Artykuł:
┏━━
No i na Twoim miejscu szybko zmieniałabym Chrome z gugla na ChromePLus, ale po uprzednim całkowitym usunięciu pozostałości i w rejestrze i folderach profilu użytkownika. Już nie pamiętam, co mnie tak od Chrome odrzuciło, ale po dwóch dniach wyrzuciłam bardzo starannie.
Opera domyślnie ustawiona jest na akceptację ciasteczek z jednej witryny.
Żeby zaś prawidłowo działał kompleks usług kont Google, trzeba by w preferencjach dla witryny ustawić akceptację globalnych ciasteczek. Nie mam tu najlepszego doświadczenia, bo np. nie łączę konta z Google z tym w YouTube celowo.
Może masz właśnie ustawione dla witryny jakieś kłopotliwe ciasteczka?
Originally posted by boogi77:
A jakie były wyniki skanu? Przyglądałeś się znalezionym obiektom?Przeskanowałem krytyczne obszary z Ad-aware (skanowało się godzinę, coś tam znalazło, usunęło ale nie pomogło), potem zmieniłem antywirusa, też nie pomogło
Zmiana antywirusa była niepotrzebna, może raczej trzeba było zajrzeć do ustawień. Dawno nie było na forum sygnałów o niekompatybilności jakieś antywirusa z Operą.
┗━━
Polecenie 1: Proszę wymienić wszystkie przeglądarki internetowe, o których mowa w artykule.
Artykuł i rekordy to odrębne materiały, niezwiązane ze sobą.

Zapisane dane:
┏━━
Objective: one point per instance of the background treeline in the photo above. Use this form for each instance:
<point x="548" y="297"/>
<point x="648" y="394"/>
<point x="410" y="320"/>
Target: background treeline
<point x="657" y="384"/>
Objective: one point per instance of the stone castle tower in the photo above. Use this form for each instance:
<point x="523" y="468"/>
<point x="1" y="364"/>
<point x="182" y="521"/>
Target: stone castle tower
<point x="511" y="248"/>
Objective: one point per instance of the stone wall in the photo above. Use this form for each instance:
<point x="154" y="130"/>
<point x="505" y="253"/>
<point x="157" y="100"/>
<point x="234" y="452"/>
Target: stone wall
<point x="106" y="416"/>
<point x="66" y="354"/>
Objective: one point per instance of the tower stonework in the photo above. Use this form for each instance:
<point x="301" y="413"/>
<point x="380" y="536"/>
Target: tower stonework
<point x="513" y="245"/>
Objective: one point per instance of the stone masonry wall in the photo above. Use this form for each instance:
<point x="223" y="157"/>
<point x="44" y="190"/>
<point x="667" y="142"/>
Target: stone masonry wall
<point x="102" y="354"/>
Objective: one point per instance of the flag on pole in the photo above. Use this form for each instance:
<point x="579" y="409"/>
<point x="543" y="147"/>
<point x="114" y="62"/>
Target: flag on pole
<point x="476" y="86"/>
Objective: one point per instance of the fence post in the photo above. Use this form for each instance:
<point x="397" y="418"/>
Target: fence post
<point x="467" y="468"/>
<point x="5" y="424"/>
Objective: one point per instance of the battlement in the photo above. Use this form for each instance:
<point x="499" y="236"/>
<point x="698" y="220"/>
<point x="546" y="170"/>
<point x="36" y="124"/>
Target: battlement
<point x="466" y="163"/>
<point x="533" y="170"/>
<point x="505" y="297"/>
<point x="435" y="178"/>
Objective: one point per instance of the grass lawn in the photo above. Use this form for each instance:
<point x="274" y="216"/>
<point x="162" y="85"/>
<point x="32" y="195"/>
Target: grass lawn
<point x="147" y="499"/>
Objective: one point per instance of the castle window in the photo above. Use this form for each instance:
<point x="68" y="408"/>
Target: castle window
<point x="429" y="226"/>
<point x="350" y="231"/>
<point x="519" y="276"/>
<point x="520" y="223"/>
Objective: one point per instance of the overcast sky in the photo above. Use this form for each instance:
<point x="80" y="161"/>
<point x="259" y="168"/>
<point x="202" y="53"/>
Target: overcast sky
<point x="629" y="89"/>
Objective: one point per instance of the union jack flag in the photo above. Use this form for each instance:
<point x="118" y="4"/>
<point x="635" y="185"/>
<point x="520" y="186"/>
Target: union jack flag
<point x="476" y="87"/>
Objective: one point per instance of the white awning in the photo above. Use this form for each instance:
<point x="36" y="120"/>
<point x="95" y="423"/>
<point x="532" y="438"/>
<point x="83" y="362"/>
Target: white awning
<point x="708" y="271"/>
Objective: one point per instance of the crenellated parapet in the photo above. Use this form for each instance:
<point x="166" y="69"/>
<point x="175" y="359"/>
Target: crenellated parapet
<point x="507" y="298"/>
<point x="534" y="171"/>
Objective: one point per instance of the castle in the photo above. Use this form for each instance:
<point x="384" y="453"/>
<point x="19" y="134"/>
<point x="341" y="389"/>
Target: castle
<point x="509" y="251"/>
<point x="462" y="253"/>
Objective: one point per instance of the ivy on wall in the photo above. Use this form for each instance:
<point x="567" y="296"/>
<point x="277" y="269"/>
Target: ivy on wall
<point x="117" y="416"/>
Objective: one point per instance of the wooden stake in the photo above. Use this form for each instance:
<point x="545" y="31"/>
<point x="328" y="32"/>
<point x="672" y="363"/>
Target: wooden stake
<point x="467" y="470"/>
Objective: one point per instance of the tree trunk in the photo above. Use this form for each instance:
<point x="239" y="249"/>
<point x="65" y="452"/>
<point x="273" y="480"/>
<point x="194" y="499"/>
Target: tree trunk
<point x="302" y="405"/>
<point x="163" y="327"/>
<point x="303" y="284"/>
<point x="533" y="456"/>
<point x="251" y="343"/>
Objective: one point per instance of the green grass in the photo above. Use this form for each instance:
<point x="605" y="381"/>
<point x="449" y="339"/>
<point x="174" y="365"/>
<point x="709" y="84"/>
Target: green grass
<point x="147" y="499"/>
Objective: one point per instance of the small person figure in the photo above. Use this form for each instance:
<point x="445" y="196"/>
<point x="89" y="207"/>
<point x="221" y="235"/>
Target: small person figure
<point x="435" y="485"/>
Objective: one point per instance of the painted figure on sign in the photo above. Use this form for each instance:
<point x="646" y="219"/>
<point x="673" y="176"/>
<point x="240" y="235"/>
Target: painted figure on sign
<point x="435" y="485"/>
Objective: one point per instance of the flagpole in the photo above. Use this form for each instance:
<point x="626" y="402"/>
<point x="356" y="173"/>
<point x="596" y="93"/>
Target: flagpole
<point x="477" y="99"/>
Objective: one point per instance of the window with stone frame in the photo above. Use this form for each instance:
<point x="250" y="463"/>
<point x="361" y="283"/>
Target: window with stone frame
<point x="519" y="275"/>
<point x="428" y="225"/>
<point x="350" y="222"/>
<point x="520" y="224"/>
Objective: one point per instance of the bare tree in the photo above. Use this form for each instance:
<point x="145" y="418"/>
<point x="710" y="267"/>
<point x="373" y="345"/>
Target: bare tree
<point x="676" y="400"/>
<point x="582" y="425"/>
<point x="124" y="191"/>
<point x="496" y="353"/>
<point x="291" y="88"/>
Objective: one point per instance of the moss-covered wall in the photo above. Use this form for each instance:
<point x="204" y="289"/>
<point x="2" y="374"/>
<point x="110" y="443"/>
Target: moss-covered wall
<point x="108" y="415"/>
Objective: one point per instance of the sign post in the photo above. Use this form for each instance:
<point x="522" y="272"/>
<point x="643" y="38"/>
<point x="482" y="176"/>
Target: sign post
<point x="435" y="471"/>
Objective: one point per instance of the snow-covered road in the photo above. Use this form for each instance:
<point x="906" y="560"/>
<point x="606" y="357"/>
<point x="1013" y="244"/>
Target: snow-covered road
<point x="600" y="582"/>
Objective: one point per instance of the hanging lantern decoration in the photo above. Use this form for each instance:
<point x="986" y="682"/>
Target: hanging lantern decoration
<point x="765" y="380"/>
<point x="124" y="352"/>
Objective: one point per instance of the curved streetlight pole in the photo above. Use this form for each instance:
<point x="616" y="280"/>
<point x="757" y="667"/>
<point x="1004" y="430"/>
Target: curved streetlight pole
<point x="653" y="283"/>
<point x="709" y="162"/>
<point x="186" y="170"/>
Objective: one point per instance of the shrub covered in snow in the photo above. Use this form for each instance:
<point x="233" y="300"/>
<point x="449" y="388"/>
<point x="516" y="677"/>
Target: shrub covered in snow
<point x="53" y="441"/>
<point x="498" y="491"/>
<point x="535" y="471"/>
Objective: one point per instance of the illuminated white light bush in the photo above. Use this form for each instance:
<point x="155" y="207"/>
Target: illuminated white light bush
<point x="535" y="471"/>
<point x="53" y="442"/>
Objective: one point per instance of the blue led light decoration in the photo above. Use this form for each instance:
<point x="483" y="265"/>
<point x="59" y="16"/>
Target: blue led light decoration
┗━━
Polecenie 2: Wybierz z rekordów każdy wiersz zawierający słowo „painted”.

Pełna odpowiedź 1: Chrome, ChromePLus, Opera

Pełna odpowiedź 2:
Objective: one point per instance of the painted figure on sign in the photo above. Use this form for each instance:
Target: painted figure on sign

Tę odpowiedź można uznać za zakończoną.